__EXERCISE DETAILS__. Exactly retype the lines below from the one containing "List one point" through the end of the listing. Leave pictures out.

__MATERIAL PROVIDED__.
==========

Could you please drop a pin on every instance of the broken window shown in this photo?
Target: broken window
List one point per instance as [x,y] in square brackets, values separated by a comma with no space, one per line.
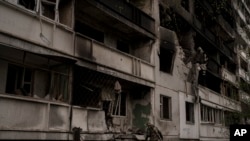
[165,107]
[166,57]
[189,112]
[19,80]
[123,46]
[89,31]
[48,8]
[65,12]
[231,118]
[243,65]
[230,91]
[211,115]
[119,105]
[39,77]
[28,4]
[185,4]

==========

__EXPECTED ANSWER__.
List one point per instance as [x,y] in square brackets, values separated by a comma with no space, one per line.
[165,107]
[166,57]
[189,112]
[19,80]
[123,46]
[89,31]
[48,8]
[65,12]
[231,118]
[243,65]
[230,91]
[211,115]
[119,105]
[39,77]
[28,4]
[185,4]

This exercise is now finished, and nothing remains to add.